## EXCERPT PROVIDED

Daily Market Reports | 8:34 AM
This story features PANTORO GOLD LIMITED, and other companies.
For more info SHARE ANALYSIS: PNR
The company is included in ASX300 and ALL-ORDS
US markets moved higher as crypto currencies staged a strong rally from yesterday's sell off.
The Australian market squeaked out a positive performance yesterday and ASX200 futures are pointing to another up day ahead of 3Q GDP data release.
| World Overnight | |||
| SPI Overnight | 8607.00 | + 15.00 | 0.17% |
| S&P ASX 200 | 8579.70 | + 14.50 | 0.17% |
| S&P500 | 6829.37 | + 16.74 | 0.25% |
| Nasdaq Comp | 23413.67 | + 137.75 | 0.59% |
| DJIA | 47474.46 | + 185.13 | 0.39% |
| S&P500 VIX | 16.55 | – 0.69 | – 4.00% |
| US 10-year yield | 4.09 | – 0.01 | – 0.24% |
| USD Index | 99.28 | – 0.07 | – 0.07% |
| FTSE100 | 9701.80 | – 0.73 | – 0.01% |
| DAX30 | 23710.86 | + 121.42 | 0.51% |
Good Morning,
Australian shares ended slightly higher on Tuesday.
The ASX200 rose 15pts or 0.2% to end at 8,580.
Weakness in technology stocks (yet again) was offset by gains in energy and miners.
What happened overnight, NAB Markets Today Research
Overnight the OECD’s global growth forecasts were little changed, seeing global GDP growth of 3.2% this year, and 2.9% next year. Even so, the OECD said the global economy has proved more resilient than expected this year, supported by improved financial conditions, rising AI-related investment and trade, and macroeconomic policies.
US growth forecasts were again revised higher to 2.0% this year and 1.7% next as AI enabling investment offsets headwinds and effective tariff rates are expected to be a little lower relative to their earlier baseline.
The OECD’s outlook anticipates the full impact of tariffs is yet to be felt and notes revenues as a share of import values remains well below effective tariff rates. Incidentally, the Walmart CFO also said overnight the peak impact from tariffs is likely in 1Q.
Closer to home, the OECD forecasts Australian growth of around 2.3% in 2026 and 2027 and inflation settling near target. The OECD sees some spare capacity in the economy and scope for two interest rate cuts in 2026.

## WRITTEN INSTRUCTION A
Extract every row that contains the string "small".
The market report and the rows that follow it are unrelated.

## DATA TO USE

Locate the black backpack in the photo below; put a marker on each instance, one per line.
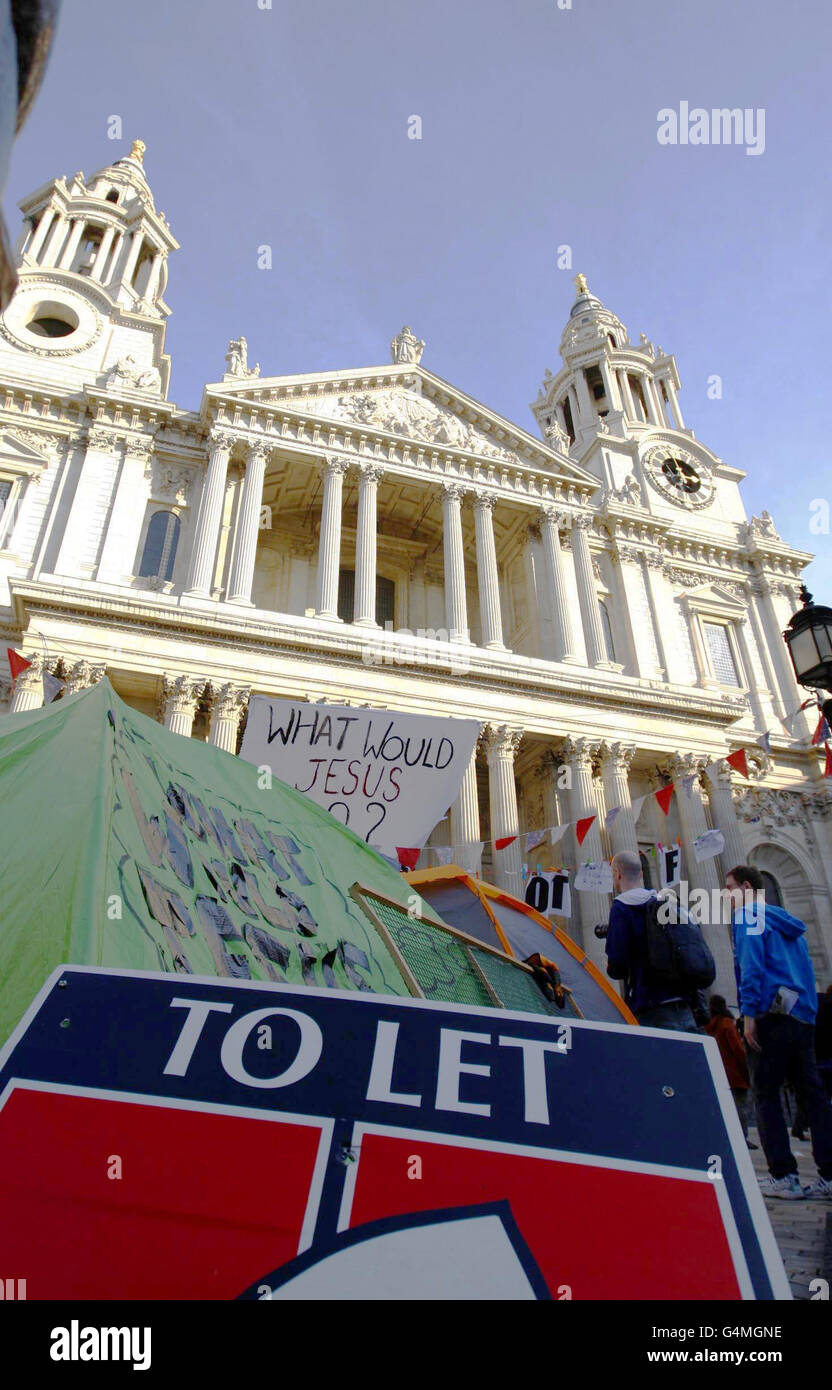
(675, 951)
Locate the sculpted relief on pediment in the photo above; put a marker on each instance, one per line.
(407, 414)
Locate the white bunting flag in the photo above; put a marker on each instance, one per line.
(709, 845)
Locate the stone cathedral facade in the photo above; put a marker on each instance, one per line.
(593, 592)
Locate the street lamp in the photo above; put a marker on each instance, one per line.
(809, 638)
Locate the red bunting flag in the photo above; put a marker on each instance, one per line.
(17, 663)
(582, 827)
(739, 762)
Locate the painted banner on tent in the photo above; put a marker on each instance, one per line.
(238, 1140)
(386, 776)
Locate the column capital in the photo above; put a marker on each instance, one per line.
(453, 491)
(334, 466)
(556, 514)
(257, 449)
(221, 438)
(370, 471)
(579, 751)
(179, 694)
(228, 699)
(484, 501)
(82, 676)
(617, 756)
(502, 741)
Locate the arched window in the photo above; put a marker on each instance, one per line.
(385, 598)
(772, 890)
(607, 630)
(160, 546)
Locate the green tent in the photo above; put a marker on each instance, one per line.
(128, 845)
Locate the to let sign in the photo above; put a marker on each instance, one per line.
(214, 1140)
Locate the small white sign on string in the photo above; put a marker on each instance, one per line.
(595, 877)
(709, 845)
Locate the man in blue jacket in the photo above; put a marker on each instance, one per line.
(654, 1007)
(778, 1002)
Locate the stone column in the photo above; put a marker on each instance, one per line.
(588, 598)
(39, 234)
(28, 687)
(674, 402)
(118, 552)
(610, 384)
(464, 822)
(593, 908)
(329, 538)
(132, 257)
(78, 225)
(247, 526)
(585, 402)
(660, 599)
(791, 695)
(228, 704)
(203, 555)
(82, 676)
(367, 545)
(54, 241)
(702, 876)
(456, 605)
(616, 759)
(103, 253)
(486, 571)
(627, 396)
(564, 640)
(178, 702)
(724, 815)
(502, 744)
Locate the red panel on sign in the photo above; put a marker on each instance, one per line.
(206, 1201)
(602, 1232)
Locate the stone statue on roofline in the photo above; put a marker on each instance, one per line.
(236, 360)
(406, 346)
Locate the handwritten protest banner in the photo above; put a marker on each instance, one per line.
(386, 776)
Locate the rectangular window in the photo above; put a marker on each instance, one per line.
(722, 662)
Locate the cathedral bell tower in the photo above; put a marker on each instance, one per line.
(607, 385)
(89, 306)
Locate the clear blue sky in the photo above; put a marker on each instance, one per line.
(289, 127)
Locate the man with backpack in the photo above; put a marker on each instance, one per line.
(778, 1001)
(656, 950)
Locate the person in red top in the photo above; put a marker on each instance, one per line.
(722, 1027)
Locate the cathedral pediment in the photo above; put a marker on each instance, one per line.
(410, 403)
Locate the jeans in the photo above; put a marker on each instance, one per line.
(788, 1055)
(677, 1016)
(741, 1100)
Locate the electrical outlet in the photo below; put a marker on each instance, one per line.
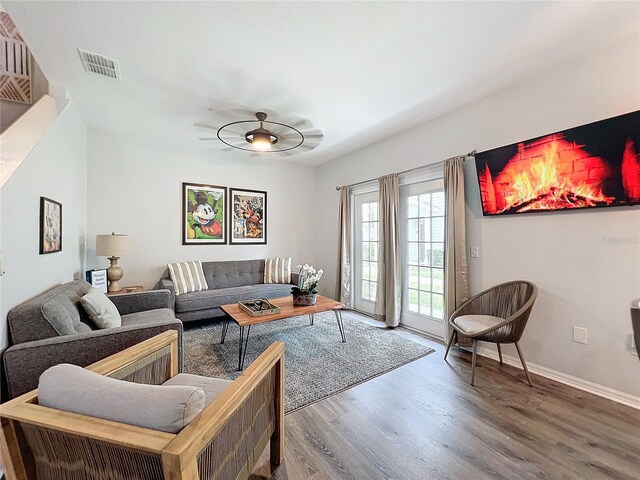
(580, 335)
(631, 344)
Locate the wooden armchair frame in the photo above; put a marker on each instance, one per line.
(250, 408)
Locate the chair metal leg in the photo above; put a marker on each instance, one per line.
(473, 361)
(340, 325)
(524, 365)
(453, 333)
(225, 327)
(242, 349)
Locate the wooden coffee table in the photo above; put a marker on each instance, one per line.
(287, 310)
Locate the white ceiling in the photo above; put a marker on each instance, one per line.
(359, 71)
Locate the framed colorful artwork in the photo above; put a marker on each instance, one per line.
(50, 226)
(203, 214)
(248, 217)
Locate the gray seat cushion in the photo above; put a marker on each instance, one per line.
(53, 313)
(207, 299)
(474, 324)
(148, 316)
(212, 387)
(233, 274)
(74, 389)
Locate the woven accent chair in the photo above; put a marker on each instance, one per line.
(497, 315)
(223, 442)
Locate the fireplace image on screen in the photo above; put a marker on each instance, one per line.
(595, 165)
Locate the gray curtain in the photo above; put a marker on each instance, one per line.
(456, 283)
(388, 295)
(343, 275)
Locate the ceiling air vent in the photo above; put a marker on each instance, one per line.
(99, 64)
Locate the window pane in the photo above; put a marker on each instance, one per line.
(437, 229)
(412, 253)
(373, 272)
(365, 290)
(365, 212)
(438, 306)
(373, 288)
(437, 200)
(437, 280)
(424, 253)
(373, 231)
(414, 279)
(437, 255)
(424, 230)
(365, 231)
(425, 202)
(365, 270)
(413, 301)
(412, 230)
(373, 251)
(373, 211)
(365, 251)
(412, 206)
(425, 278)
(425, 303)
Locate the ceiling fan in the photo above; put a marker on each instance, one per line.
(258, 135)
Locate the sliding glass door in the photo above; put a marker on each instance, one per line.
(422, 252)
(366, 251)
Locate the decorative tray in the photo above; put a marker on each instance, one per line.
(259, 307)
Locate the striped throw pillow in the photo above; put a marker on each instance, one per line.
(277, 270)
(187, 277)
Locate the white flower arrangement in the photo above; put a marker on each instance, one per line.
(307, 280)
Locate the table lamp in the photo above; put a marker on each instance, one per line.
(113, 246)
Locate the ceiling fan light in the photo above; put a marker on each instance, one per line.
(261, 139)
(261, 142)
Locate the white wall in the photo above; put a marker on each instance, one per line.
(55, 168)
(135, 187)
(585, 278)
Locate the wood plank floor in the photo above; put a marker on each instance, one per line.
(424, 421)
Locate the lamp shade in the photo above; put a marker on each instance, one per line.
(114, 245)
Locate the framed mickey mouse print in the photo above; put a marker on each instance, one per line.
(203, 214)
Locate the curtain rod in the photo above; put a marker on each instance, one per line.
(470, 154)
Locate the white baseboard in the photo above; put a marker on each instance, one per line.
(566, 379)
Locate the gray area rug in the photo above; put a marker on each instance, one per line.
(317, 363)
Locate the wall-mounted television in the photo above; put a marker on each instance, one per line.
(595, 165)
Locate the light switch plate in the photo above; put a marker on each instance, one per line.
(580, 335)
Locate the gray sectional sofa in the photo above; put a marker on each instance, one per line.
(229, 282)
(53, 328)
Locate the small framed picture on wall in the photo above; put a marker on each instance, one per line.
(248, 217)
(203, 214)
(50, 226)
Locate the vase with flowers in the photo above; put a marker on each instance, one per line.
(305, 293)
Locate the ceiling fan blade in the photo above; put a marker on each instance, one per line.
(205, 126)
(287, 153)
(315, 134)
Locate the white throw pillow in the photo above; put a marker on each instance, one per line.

## WRITTEN INSTRUCTION B
Reproduce the full market report verbatim.

## EXERCISE SOLUTION A
Locate the small white sign on string in the photo above; put a marker on each instance, one per line.
Locate the small framed picture on wall in the photo above; put a marker on each instance, one per line.

## EXERCISE SOLUTION B
Daily Market Reports | 8:34 AM
This story features PANTORO GOLD LIMITED, and other companies.
For more info SHARE ANALYSIS: PNR
The company is included in ASX300 and ALL-ORDS
US markets moved higher as crypto currencies staged a strong rally from yesterday's sell off.
The Australian market squeaked out a positive performance yesterday and ASX200 futures are pointing to another up day ahead of 3Q GDP data release.
| World Overnight | |||
| SPI Overnight | 8607.00 | + 15.00 | 0.17% |
| S&P ASX 200 | 8579.70 | + 14.50 | 0.17% |
| S&P500 | 6829.37 | + 16.74 | 0.25% |
| Nasdaq Comp | 23413.67 | + 137.75 | 0.59% |
| DJIA | 47474.46 | + 185.13 | 0.39% |
| S&P500 VIX | 16.55 | – 0.69 | – 4.00% |
| US 10-year yield | 4.09 | – 0.01 | – 0.24% |
| USD Index | 99.28 | – 0.07 | – 0.07% |
| FTSE100 | 9701.80 | – 0.73 | – 0.01% |
| DAX30 | 23710.86 | + 121.42 | 0.51% |
Good Morning,
Australian shares ended slightly higher on Tuesday.
The ASX200 rose 15pts or 0.2% to end at 8,580.
Weakness in technology stocks (yet again) was offset by gains in energy and miners.
What happened overnight, NAB Markets Today Research
Overnight the OECD’s global growth forecasts were little changed, seeing global GDP growth of 3.2% this year, and 2.9% next year. Even so, the OECD said the global economy has proved more resilient than expected this year, supported by improved financial conditions, rising AI-related investment and trade, and macroeconomic policies.
US growth forecasts were again revised higher to 2.0% this year and 1.7% next as AI enabling investment offsets headwinds and effective tariff rates are expected to be a little lower relative to their earlier baseline.
The OECD’s outlook anticipates the full impact of tariffs is yet to be felt and notes revenues as a share of import values remains well below effective tariff rates. Incidentally, the Walmart CFO also said overnight the peak impact from tariffs is likely in 1Q.
Closer to home, the OECD forecasts Australian growth of around 2.3% in 2026 and 2027 and inflation settling near target. The OECD sees some spare capacity in the economy and scope for two interest rate cuts in 2026.